[Rows from an annotation dataset]
========================

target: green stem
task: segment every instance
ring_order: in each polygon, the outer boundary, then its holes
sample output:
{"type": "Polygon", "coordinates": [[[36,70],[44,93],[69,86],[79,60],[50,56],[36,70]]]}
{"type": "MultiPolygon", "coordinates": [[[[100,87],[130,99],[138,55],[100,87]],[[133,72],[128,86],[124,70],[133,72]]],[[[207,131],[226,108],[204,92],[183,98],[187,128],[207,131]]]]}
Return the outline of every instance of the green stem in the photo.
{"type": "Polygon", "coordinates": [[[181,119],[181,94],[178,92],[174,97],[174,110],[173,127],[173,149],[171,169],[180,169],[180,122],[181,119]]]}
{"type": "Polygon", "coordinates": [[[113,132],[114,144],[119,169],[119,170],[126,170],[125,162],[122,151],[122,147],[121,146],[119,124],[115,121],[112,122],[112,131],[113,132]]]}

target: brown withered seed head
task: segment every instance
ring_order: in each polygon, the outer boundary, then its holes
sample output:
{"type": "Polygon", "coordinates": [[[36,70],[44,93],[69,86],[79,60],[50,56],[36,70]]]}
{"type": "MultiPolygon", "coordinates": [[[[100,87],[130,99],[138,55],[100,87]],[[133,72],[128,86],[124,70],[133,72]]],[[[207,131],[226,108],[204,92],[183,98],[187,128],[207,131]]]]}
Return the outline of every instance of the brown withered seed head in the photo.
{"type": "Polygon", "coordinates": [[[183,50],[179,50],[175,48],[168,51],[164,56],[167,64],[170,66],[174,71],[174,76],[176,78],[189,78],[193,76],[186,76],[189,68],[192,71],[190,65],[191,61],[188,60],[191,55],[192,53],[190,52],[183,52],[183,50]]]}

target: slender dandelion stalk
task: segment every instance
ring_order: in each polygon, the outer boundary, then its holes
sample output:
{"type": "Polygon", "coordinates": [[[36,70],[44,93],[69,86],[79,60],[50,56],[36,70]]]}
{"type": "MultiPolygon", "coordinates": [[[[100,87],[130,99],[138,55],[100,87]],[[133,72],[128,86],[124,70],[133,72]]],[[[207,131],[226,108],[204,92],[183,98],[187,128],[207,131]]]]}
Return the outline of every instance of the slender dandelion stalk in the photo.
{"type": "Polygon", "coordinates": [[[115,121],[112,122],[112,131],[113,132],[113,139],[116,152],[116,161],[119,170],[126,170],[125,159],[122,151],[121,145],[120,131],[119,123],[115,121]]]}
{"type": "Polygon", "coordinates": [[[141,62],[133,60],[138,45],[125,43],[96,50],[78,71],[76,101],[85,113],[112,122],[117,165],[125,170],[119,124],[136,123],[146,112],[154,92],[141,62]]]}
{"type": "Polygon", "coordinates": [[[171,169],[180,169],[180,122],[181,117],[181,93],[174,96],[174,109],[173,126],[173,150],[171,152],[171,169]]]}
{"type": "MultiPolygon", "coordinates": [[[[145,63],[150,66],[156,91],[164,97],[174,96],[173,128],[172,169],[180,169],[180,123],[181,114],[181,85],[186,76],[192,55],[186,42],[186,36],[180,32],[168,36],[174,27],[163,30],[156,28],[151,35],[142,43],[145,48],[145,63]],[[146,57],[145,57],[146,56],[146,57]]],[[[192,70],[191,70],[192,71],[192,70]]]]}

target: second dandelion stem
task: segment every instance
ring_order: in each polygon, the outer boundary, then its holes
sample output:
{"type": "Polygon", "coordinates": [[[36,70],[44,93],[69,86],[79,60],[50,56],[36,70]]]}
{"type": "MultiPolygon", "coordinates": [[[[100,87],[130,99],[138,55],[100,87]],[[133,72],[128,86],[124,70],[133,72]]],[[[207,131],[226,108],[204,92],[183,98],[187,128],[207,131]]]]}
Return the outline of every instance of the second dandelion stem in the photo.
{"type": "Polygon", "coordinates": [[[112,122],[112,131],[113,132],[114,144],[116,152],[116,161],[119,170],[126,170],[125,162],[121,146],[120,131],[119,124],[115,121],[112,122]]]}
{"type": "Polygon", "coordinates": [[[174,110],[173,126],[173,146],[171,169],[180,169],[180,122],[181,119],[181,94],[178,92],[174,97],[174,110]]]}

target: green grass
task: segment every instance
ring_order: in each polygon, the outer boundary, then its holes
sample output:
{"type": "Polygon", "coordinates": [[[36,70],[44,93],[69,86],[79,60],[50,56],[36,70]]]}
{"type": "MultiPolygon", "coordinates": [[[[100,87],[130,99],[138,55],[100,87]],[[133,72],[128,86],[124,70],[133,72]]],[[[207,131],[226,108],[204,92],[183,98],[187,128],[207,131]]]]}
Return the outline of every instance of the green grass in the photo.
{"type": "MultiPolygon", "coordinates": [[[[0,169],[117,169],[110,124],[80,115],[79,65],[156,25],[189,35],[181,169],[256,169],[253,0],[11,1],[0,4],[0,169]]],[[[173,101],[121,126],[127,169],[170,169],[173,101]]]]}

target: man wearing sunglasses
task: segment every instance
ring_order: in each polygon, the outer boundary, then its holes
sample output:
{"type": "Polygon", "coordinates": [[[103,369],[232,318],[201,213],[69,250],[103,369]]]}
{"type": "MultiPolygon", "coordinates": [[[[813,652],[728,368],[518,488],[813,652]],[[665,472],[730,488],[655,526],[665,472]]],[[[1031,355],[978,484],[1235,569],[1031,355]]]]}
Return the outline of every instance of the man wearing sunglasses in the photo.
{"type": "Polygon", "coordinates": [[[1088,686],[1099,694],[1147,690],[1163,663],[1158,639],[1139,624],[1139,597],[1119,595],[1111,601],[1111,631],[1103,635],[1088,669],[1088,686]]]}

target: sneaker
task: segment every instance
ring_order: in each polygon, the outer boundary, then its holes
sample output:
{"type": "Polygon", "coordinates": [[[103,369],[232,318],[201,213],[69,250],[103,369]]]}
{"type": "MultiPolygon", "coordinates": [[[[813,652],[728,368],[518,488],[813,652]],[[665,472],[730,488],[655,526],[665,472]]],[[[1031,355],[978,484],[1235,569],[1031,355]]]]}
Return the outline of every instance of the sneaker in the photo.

========================

Written instruction ::
Rewrite the stretch of rows from the line containing "target: man wearing sunglasses" through the end of the rows, swapping "sample output" for "example output" wherever it appears and leaving everything else as it is.

Solution below ::
target: man wearing sunglasses
task: segment every instance
ring_order: in each polygon, the outer boundary, then its holes
example output:
{"type": "Polygon", "coordinates": [[[103,369],[232,318],[201,213],[69,250],[103,369]]]}
{"type": "MultiPolygon", "coordinates": [[[[813,652],[728,368],[518,488],[813,652]],[[665,472],[730,488],[655,526],[665,472]]],[[[1031,355],[978,484],[1235,569],[1031,355]]]]}
Return the outline of every instance of the man wearing sunglasses in the photo.
{"type": "Polygon", "coordinates": [[[1088,686],[1099,694],[1147,690],[1163,663],[1158,639],[1139,624],[1139,597],[1119,595],[1111,601],[1111,631],[1103,635],[1088,669],[1088,686]]]}

target: sneaker
task: segment every instance
ring_order: in each polygon, the outer boundary, then its holes
example output:
{"type": "Polygon", "coordinates": [[[103,369],[232,318],[201,213],[69,250],[103,369]]]}
{"type": "MultiPolygon", "coordinates": [[[[813,652],[728,368],[518,488],[813,652]],[[665,472],[730,488],[655,526],[665,472]]],[[[1031,355],[978,484],[1235,569],[1031,355]]]]}
Return the outline of every instance of the sneaker in the photo.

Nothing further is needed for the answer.